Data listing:
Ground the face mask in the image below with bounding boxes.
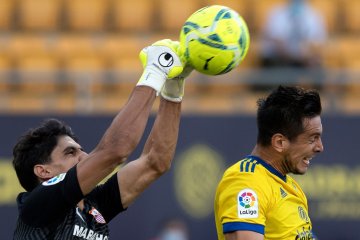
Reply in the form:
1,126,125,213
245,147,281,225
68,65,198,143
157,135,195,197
160,230,187,240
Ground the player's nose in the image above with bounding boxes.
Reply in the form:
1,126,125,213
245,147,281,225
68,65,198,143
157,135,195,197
315,138,324,153
78,152,89,162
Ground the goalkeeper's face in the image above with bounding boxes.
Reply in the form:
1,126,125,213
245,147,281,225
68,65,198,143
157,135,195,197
283,116,324,174
39,135,87,178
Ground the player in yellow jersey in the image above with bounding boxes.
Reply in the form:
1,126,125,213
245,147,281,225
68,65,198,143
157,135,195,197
214,86,323,240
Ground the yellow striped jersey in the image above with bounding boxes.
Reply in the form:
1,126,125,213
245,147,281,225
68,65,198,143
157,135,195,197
214,156,315,240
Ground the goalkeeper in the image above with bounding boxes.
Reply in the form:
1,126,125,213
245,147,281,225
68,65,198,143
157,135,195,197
13,40,190,240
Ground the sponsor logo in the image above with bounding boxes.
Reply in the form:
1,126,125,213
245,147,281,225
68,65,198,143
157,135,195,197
89,207,106,224
238,189,259,218
280,188,287,198
42,173,66,186
73,224,109,240
298,206,310,223
295,226,316,240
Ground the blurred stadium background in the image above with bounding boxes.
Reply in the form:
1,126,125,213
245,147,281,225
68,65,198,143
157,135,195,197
0,0,360,240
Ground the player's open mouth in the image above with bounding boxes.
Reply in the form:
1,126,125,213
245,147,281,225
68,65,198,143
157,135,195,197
303,157,312,166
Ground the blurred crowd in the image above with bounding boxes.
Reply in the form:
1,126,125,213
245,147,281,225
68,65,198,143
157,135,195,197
0,0,360,112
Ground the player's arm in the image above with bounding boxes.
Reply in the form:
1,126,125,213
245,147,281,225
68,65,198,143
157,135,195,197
117,39,192,208
118,95,181,208
77,39,183,194
225,231,264,240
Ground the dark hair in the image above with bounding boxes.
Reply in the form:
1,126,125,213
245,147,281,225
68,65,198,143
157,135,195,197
12,119,77,191
257,86,321,146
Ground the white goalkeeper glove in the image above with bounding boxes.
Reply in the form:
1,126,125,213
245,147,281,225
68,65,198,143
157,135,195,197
136,39,183,94
161,41,194,102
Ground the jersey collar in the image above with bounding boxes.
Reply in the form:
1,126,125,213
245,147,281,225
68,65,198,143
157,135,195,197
247,155,286,182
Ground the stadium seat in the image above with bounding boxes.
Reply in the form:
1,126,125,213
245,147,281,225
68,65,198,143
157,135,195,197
64,0,109,31
17,0,61,31
8,34,59,94
110,0,156,33
341,0,360,34
0,0,15,31
309,0,343,35
157,0,202,33
249,0,287,35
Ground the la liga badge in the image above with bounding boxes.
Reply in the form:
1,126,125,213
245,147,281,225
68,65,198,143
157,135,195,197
237,188,259,218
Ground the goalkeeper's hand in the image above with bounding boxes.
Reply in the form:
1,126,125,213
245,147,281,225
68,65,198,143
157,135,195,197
136,39,183,94
161,41,194,102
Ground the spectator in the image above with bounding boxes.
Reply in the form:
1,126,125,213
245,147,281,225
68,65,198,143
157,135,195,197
255,0,327,89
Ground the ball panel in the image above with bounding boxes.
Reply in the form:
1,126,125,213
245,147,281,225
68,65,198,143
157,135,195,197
180,5,250,75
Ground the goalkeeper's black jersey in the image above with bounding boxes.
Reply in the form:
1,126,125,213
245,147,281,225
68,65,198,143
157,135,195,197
14,167,124,240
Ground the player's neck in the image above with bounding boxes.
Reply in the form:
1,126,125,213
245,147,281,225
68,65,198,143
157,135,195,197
251,145,287,176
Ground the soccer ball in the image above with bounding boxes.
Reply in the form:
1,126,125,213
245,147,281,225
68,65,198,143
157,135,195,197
180,5,250,75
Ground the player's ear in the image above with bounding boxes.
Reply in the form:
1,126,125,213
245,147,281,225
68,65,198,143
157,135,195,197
34,164,52,179
271,133,289,152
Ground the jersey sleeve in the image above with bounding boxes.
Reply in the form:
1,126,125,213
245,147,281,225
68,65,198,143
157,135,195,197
86,173,126,222
215,165,270,234
18,166,83,227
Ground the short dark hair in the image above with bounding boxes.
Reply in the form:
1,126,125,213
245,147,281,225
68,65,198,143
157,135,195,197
12,119,77,192
257,86,322,146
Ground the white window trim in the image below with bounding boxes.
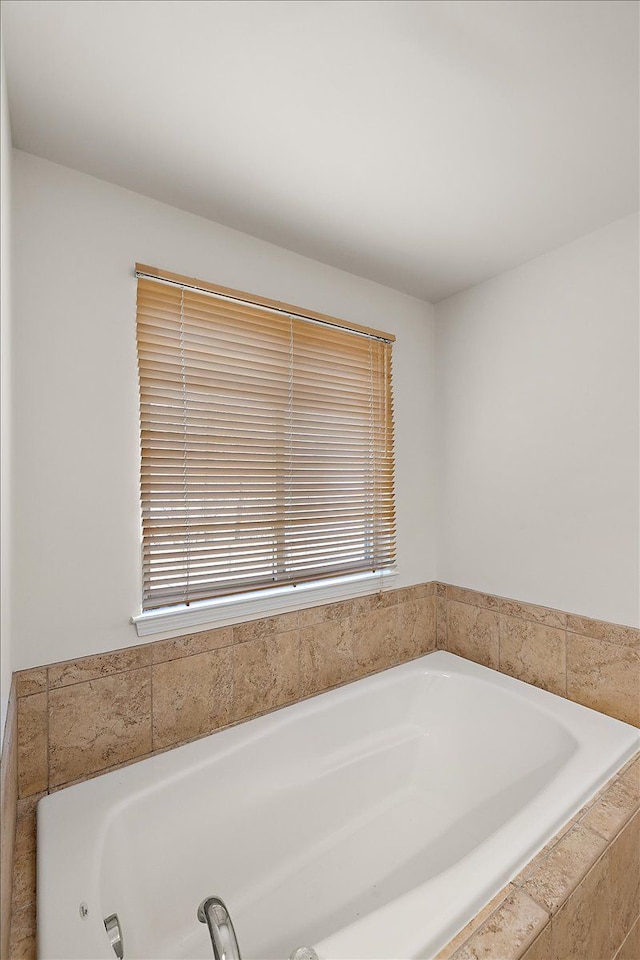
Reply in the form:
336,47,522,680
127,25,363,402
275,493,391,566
131,570,398,637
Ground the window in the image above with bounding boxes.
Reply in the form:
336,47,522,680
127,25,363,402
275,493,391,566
136,265,395,610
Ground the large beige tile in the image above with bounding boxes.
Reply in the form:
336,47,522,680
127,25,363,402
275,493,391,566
447,600,500,670
49,644,151,690
582,761,640,844
14,667,47,697
18,693,49,797
395,580,436,603
609,813,640,950
151,627,233,663
300,620,355,697
522,824,607,913
11,817,36,910
567,633,640,725
500,614,567,696
454,890,549,960
352,606,398,676
298,600,353,628
232,630,300,720
551,856,613,960
446,584,500,613
522,923,551,960
615,918,640,960
49,667,151,786
16,790,48,820
351,590,398,622
398,596,436,662
153,647,233,750
500,598,567,630
436,596,448,650
9,903,37,960
567,613,640,647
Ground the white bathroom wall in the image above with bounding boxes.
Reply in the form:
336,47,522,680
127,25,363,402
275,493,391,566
436,216,640,626
13,151,435,669
0,34,13,744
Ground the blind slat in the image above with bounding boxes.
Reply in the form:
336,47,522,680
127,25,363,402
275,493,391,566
138,277,395,610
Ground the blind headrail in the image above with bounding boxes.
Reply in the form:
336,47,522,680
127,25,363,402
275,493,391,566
134,263,396,343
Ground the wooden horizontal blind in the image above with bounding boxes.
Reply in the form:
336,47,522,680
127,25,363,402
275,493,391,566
138,276,395,610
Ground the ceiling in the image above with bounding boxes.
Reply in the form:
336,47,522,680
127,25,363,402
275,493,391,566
2,0,638,302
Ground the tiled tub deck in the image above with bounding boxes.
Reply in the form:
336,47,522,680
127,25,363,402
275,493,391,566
3,583,640,960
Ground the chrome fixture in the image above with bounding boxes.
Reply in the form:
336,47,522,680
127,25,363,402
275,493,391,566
198,897,242,960
104,913,124,960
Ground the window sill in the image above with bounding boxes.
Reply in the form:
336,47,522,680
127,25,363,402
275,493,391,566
131,570,398,637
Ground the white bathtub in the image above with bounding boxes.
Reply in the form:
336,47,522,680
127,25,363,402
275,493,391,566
38,652,640,960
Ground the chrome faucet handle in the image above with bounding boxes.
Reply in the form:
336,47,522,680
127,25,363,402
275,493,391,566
198,897,242,960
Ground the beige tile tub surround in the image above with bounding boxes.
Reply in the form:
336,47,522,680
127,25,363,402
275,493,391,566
16,583,436,799
3,583,640,960
436,583,640,726
437,754,640,960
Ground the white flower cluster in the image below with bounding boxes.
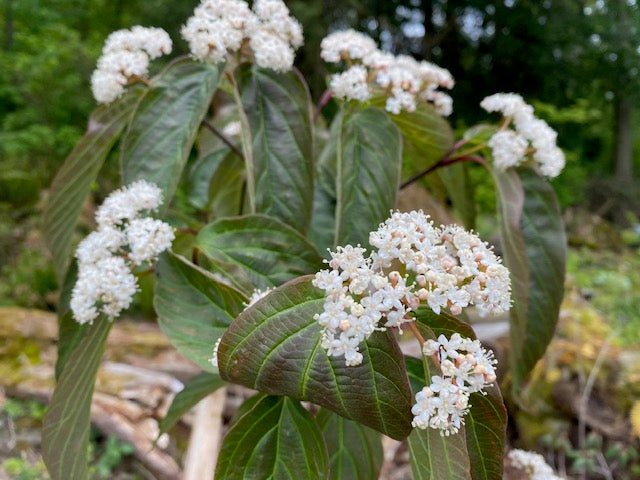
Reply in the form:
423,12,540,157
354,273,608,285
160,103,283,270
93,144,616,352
91,26,172,103
181,0,303,71
313,211,511,365
411,333,497,436
508,448,564,480
320,30,454,116
480,93,565,178
71,180,174,324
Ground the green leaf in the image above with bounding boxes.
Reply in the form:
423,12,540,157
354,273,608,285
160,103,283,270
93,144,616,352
55,261,90,379
405,318,507,480
218,276,411,439
195,215,322,294
405,354,472,480
216,395,329,480
42,317,112,480
464,390,507,480
491,168,566,396
436,163,476,230
312,106,402,251
237,65,314,235
120,60,221,205
316,409,384,480
158,372,224,436
43,88,142,284
188,147,244,219
153,254,246,373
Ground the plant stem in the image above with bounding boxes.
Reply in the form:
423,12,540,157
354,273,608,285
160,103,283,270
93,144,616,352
202,119,242,158
313,90,333,123
407,321,425,348
400,155,485,190
226,72,256,213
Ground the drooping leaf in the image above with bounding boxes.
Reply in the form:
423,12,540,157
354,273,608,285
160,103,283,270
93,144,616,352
405,354,471,480
42,318,112,480
237,65,314,235
464,383,507,480
153,254,246,373
43,88,144,284
55,261,90,379
188,146,244,219
158,372,224,435
218,276,411,439
491,168,566,395
312,106,402,251
415,305,476,340
405,316,507,480
196,215,322,294
316,409,384,480
216,395,329,480
437,163,476,230
120,60,221,205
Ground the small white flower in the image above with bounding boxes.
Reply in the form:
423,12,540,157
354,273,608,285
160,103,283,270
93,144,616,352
70,181,174,324
91,26,172,103
480,93,565,178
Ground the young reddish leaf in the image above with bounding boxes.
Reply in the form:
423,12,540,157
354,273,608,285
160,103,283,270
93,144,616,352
218,276,411,439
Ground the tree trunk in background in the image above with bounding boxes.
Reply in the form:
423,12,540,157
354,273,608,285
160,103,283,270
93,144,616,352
4,0,13,51
615,93,633,183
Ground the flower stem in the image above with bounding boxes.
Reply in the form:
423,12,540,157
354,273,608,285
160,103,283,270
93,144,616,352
407,322,425,348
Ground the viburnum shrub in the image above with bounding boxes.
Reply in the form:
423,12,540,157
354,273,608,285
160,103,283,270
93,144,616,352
43,0,565,480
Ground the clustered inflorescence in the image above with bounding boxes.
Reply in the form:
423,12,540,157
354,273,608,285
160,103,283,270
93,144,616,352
71,180,174,324
313,211,511,433
320,30,454,116
411,333,496,435
181,0,303,71
480,93,565,178
91,26,172,103
508,448,564,480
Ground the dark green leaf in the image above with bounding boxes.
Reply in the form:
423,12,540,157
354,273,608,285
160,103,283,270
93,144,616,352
188,147,244,219
316,409,384,480
492,168,566,395
120,60,221,205
158,372,224,435
153,254,246,373
216,396,329,480
436,163,476,230
55,261,90,379
312,106,402,251
43,88,142,284
42,317,112,480
464,390,507,480
405,356,471,480
390,103,454,169
238,65,314,235
196,215,322,294
218,276,411,439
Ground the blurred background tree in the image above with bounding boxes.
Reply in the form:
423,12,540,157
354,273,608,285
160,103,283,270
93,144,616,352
0,0,640,296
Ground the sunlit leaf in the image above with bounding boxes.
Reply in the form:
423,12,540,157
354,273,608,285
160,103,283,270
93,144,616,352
316,409,384,480
238,65,314,234
120,60,221,205
218,276,411,439
42,317,112,480
492,168,566,395
43,88,144,284
153,254,246,373
216,395,329,480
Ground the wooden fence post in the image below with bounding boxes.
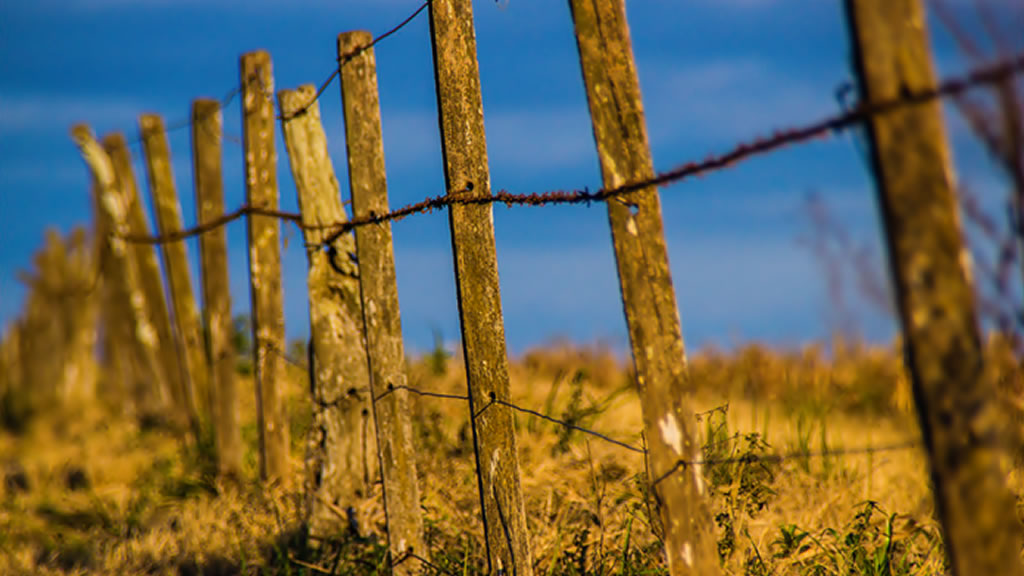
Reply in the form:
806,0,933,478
430,0,534,576
278,86,378,536
191,99,242,479
846,0,1024,576
569,0,721,576
240,50,291,486
97,132,190,425
338,31,424,575
138,114,209,441
72,124,168,417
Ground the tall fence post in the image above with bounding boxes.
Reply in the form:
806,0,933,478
72,124,168,417
240,50,290,485
430,0,534,576
191,99,242,479
569,0,721,576
138,114,208,440
278,85,378,536
97,132,190,424
846,0,1024,576
338,31,424,575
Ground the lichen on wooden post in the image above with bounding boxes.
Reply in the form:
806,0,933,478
846,0,1024,576
72,124,168,418
569,0,721,576
240,51,291,485
338,31,424,575
102,132,192,430
138,114,209,438
430,0,534,576
278,85,378,537
191,99,243,479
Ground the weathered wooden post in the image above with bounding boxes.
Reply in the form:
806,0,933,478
569,0,720,576
191,99,242,479
72,124,168,417
61,227,98,399
104,132,192,422
430,0,534,576
138,114,209,439
240,51,290,485
338,31,424,575
278,85,378,537
846,0,1024,576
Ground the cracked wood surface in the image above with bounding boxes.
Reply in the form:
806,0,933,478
569,0,721,576
278,85,378,537
846,0,1024,576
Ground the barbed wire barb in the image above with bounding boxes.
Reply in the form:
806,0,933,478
114,53,1024,248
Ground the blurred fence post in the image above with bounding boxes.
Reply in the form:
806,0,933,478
846,0,1024,576
138,114,207,434
569,0,721,576
72,124,168,418
338,31,424,575
240,50,290,485
191,99,243,479
97,132,187,424
430,0,534,576
278,85,378,537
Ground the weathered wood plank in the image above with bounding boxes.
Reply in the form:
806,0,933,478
338,31,425,576
569,0,721,576
72,124,168,418
278,85,378,537
102,132,190,430
430,0,534,576
138,114,209,438
240,51,290,485
846,0,1024,576
191,99,243,479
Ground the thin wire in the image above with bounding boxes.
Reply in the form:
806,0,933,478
120,204,303,244
278,0,430,122
116,53,1024,248
494,398,646,454
650,441,922,489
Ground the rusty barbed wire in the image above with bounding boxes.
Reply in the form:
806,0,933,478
119,203,303,245
274,0,430,122
116,53,1024,249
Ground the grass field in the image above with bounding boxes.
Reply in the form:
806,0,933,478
0,338,1021,576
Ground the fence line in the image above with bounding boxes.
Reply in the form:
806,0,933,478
110,53,1024,249
6,0,1024,576
270,334,924,469
112,0,430,152
270,0,430,122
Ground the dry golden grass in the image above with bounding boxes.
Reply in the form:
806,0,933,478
0,338,1019,576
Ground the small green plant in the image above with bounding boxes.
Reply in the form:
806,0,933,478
698,405,779,561
427,327,452,376
552,370,603,455
770,501,944,576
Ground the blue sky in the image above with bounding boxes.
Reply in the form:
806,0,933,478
0,0,1024,354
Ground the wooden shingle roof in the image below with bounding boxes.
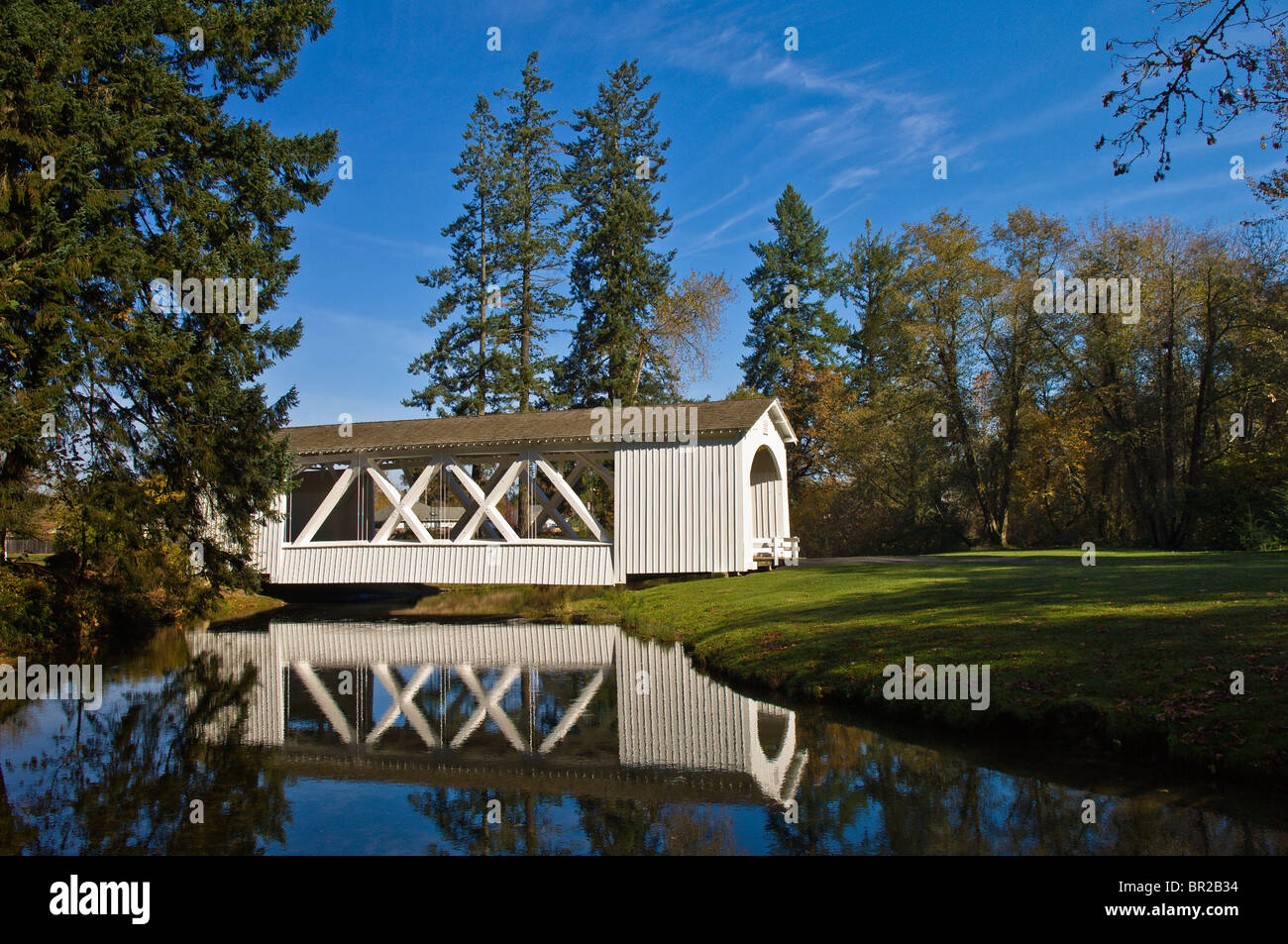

The request: Write out the lines above again, starting with the first line and stopping after the line that contains "13,40,190,240", with pictures omitted. Multiply each bounding-box coordinate in the answers by 1.35 and round to the nearest whole number, with halves going up, while leaving the numbers in the requests and their reply-format samples unchanged.

Response to the exercise:
Ground the face mask in the image below with bounding boxes.
Reply in the form:
1,126,125,213
245,147,281,225
68,65,198,143
157,135,195,197
216,311,252,324
Ground the player's nose in the image above with bounding boxes.
Reply in the form:
1,126,125,213
245,147,281,225
68,65,198,143
157,135,195,197
425,186,437,207
105,205,120,219
Ground the goalkeeper's face in the image above with bounding boxes.
Reply in the form:
1,126,125,213
245,147,281,225
68,65,198,143
157,135,195,197
382,157,437,235
53,182,117,240
Ground the player in yellow jersey in the image above with bounding boxes.
Reply in the form:
1,126,125,213
245,147,281,225
68,65,198,143
157,135,195,197
289,116,436,324
Ground the yellow striped jersey in the image above with bounding boxes.
Reply in the form:
1,126,125,213
245,147,281,225
68,65,198,143
157,135,195,197
289,211,425,324
Ground the goalkeeper in the image above with bounding boxes.
Reply in the form:
1,126,125,213
245,147,281,225
68,65,198,143
157,135,195,197
18,54,257,324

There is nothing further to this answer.